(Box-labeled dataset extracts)

<<<<

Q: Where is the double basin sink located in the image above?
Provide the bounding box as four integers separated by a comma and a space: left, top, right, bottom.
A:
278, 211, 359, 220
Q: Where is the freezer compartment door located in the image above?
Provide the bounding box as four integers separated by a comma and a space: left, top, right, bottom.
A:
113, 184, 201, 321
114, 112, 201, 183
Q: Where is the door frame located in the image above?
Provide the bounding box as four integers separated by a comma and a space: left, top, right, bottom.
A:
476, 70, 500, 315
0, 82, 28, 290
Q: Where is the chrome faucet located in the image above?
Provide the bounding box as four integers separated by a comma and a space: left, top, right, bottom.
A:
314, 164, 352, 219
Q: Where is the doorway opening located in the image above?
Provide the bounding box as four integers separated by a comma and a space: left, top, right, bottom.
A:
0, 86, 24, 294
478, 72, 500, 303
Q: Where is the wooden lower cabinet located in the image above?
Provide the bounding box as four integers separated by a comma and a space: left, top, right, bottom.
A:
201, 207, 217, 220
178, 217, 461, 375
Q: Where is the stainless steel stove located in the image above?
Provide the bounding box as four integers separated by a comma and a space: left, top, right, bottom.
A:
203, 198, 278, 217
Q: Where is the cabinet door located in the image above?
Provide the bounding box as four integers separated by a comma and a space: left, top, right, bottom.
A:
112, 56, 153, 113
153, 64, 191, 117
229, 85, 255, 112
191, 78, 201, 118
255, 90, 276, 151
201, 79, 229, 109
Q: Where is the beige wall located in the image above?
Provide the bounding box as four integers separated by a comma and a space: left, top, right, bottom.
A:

>>>>

- **Work to be completed**
Extract all of the lines above and copy them out word for word.

- **Problem solution**
Q: Where is the double basin sink located in the image above?
Provide the bounding box as four integers separated by a comma and a space: left, top, right, bottom.
A:
278, 211, 359, 220
Q: Where is the freezer compartment door located in the image above?
Provide the bounding box as four integers separated by a comma and a space: left, top, right, bottom.
A:
113, 184, 201, 321
114, 112, 201, 183
Q: Where is the door frame located in the image above?
Provide the bounding box as four integers separated by a comma and a space: left, top, right, bottom.
A:
476, 70, 500, 315
0, 82, 28, 290
Q: Where is the chrome faucet located in the image above?
Provide the bounding box as four integers separated by a comma and a space: left, top, right, bottom.
A:
314, 164, 352, 219
Q: Where is the doorway opening located in the image above?
Provide the bounding box as four integers separated by a comma and a space: left, top, right, bottom.
A:
0, 86, 24, 294
478, 72, 500, 303
Q: Where is the wooden lower cabinet located in the image above?
Provide the bounding box as four integers separated by a comma and a space: left, top, right, bottom.
A:
201, 207, 217, 220
178, 217, 461, 375
Q: Where is the stainless steel stove located in the image above?
Provide the bounding box as four integers separated by a comma and a space: left, top, right, bottom.
A:
203, 198, 278, 217
Q: Where is the cabinet door located in the image above?
Provide the bounding box as four integers separated by a comma and a space: left, top, right, bottom.
A:
112, 56, 153, 113
153, 64, 191, 117
229, 85, 255, 112
191, 78, 201, 118
255, 90, 276, 151
201, 79, 229, 109
Q: Where is the beige wall located in the image above?
Provide the bounding box as four integers separated by a comma and a space: left, top, right, bottom.
A:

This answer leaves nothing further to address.